No es la primera vez que insistimos en el concepto de velocidad en estas líneas. Velocidad de producción y de consumo. Y con ello el consiguiente fenómeno del empobrecimiento de contenidos sujetos a la presión de una demanda a satisfacer. ¿El final del proceso? El único posible, el agotamiento de fórmulas y géneros que acaban por ser poco más que una moda pasajera. Justo esto es lo que está ya sucediendo con el ‹True Crime›, un subgénero muy goloso en cuanto a las posibilidades ilimitadas de contenido que ofrece (los crímenes no dejan de sucederse) y de la existencia de una audiencia siempre ávida de morbo o con un interés legítimo en comprender los mecanismos psicológicos del crimen o la historia tras de ellos.
Bruno Reidal, a su modo, vendría a ser el contrapunto a todo ello. Una especie de ‹True Crime› de época que se articula como una reconstrucción de hechos vía memorias médicas. Sin embargo, el film de Vincent Le Port se aleja meridianamente de las tendencias actuales. Casi como si su marco histórico lo demandara, el film se construye desde el reposo, desde la explicación meditabunda, casi susurrada, lo que no es óbice para exponerse de forma árida, seca y cruel.
El crimen, la vida del asesino, no nos llega por interferencia de terceros o de testigos que pudieran (o no) modificar los hechos. La versión ofrecida es la voz del perpetrador, una explicación unívoca solamente puntuada por las preguntadores de sus interrogadores médicos que, de alguna manera, actúan casi como unos proto-investigadores de la mente del asesino cuando ni conocía esta disciplina.

########################################

> **Tarea A**
En el texto sobre Bruno Reidal, sustituye "film" por "filme" en el pasaje comprendido entre "Bruno Reidal, a" y "seca y cruel.", ambos incluidos.
> **Tarea B**
Enumera los adjetivos con los que el texto sobre Bruno Reidal califica la forma en que el film se expone.
> **Tarea C**
Prosigue el texto sobre Bruno Reidal a partir de su última oración.
Las líneas que vienen a continuación proceden de otra fuente.

########################################

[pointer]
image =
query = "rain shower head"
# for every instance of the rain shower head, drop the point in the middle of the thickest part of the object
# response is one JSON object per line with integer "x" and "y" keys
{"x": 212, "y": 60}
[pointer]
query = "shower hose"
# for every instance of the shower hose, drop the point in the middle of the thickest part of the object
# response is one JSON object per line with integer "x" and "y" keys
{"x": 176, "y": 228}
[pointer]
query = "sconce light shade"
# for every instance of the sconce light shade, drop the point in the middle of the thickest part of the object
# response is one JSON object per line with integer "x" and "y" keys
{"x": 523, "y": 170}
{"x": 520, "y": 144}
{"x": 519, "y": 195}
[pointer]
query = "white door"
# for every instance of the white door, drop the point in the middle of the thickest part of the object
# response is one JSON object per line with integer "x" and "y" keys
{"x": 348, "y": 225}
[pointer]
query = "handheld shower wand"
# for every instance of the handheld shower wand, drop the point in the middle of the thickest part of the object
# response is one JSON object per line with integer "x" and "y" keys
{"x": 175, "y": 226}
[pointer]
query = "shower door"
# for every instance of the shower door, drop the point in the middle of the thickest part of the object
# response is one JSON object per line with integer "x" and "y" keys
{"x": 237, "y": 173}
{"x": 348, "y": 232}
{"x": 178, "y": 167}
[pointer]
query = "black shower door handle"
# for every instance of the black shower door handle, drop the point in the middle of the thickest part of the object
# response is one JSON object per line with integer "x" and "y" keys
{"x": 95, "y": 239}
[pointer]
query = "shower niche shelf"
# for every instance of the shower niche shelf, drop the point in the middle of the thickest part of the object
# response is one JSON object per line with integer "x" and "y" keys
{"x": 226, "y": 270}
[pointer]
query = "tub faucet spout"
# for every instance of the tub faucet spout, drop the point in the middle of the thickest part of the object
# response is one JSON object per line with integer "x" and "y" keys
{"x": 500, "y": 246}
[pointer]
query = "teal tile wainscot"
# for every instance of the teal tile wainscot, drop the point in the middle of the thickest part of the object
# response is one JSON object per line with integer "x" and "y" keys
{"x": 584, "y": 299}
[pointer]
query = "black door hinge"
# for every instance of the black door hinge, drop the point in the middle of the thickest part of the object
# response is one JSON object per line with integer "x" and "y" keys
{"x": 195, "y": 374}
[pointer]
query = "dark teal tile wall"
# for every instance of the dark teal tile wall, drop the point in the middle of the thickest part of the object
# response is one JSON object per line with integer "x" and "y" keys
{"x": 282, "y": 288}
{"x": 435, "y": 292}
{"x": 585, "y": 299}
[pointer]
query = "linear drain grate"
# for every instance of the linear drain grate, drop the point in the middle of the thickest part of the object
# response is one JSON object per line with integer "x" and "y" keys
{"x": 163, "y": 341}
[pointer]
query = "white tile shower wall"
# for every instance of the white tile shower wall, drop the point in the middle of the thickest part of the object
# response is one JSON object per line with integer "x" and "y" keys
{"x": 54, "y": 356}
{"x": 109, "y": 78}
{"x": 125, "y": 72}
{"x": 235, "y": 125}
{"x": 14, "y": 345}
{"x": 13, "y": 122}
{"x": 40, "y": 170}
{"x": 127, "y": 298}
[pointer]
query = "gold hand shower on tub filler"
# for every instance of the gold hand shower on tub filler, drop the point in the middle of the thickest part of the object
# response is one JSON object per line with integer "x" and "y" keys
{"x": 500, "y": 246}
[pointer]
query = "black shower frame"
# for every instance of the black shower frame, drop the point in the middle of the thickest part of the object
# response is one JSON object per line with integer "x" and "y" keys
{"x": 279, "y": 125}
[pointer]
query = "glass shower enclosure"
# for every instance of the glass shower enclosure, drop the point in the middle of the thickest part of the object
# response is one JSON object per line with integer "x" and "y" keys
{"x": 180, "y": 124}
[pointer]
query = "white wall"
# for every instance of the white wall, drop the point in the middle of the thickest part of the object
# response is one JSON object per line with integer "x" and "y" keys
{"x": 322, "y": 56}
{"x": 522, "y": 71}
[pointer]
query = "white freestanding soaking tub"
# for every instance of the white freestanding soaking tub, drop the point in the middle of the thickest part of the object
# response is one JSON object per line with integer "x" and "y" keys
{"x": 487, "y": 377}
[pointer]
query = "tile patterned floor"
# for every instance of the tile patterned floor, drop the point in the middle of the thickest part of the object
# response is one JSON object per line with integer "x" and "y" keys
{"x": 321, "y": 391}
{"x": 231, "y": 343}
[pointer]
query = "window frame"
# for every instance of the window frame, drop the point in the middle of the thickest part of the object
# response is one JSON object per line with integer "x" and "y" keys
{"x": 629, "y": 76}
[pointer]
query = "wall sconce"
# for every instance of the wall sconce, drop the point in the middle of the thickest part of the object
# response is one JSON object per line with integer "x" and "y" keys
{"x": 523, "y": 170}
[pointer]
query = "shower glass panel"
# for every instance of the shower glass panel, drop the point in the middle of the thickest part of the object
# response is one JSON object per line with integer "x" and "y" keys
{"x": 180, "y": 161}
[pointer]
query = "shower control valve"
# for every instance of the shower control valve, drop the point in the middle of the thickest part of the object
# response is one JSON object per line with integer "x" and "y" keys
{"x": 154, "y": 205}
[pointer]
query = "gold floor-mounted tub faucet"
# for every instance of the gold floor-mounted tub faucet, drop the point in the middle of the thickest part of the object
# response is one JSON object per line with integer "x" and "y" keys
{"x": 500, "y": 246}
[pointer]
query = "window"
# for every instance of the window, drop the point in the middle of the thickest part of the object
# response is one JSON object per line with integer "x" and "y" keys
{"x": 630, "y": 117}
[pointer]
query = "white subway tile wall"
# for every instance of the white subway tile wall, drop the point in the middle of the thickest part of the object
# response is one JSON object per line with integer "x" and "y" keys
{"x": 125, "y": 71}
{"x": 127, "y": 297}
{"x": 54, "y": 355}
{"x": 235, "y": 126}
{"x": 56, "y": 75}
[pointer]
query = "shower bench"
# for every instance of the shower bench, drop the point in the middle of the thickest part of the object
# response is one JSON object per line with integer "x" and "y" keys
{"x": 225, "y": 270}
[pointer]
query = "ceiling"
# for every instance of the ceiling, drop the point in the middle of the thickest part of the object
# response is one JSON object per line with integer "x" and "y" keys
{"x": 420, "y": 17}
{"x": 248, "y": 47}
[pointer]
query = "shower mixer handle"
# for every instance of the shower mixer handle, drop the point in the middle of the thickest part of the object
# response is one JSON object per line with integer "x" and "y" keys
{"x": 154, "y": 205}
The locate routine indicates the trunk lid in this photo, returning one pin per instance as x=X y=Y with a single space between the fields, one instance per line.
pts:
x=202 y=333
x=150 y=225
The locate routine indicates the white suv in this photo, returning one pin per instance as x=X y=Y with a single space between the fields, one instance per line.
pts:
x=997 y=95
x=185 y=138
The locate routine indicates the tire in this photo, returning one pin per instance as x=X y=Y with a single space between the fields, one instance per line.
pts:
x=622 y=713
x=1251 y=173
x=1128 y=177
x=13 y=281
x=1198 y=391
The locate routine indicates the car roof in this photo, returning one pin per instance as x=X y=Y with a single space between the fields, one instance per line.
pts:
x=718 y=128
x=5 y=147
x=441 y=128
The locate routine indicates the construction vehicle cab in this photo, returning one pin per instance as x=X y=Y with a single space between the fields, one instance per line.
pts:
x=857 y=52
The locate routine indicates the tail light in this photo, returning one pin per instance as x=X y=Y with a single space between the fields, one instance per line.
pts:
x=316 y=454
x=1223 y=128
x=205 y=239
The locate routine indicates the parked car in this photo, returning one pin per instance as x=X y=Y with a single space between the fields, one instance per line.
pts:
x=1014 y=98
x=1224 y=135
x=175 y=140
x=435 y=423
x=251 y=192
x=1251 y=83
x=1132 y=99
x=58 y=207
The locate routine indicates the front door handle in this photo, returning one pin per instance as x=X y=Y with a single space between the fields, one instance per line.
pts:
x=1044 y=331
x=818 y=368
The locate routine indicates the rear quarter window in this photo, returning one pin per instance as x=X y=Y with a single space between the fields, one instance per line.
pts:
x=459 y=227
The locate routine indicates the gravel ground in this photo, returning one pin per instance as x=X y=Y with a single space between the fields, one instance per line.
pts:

########################################

> **Tu respuesta A**
Bruno Reidal, a su modo, vendría a ser el contrapunto a todo ello. Una especie de ‹True Crime› de época que se articula como una reconstrucción de hechos vía memorias médicas. Sin embargo, el filme de Vincent Le Port se aleja meridianamente de las tendencias actuales. Casi como si su marco histórico lo demandara, el filme se construye desde el reposo, desde la explicación meditabunda, casi susurrada, lo que no es óbice para exponerse de forma árida, seca y cruel.

> **Tu respuesta B**
árida, seca, cruel

> **Tu respuesta C**
A través de la voz de Reidal conocemos no solo los hechos criminales sino todo el proceso que puede llevar a él. Pero no se trata solo de la mente del sujeto, no. Aunque si bien es cierto que algo hay de estudio de la personalidad, no es menos cierto que, a través de ella, también conocemos el contexto, las circunstancias, el ambiente por así decirlo, de un lugar y una época. Es a través de la quietud, bordeando lo religioso (que también desempeña un tema central), de su puesta en escena que entendemos cómo, al igual que el protagonista, hay una violencia contenida en cada momento, en cada lugar, en cada situación. Lo que se entendía por normalidad es una amenaza, una bomba a punto de explotar. Explotación, miseria, taras familiares, genética, represión sexual y religiosidad se unen en un cóctel que trasciende al individuo y se convierte en un elemento supurante en toda la sociedad.
No es la intención de Le Port el convertir a Bruno Reidal en una víctima, en absoluto. Pero el detalle obsesivo con el que nos transmite su narración sí nos permite conocer sus complejidades, la esencia del asunto. Quizás esta obsesión por el análisis repercute negativamente en un desarrollo a veces demasiado reiterativo y subrayado, al igual que la sequedad, el planteamiento y la estética deriva por momentos en una planicie formal algo televisiva. Aun así, Bruno Reidal es un film a tener en consideración, ni que sea por su voluntad, mayormente conseguida, de nadar a contracorriente de la tendencia actual.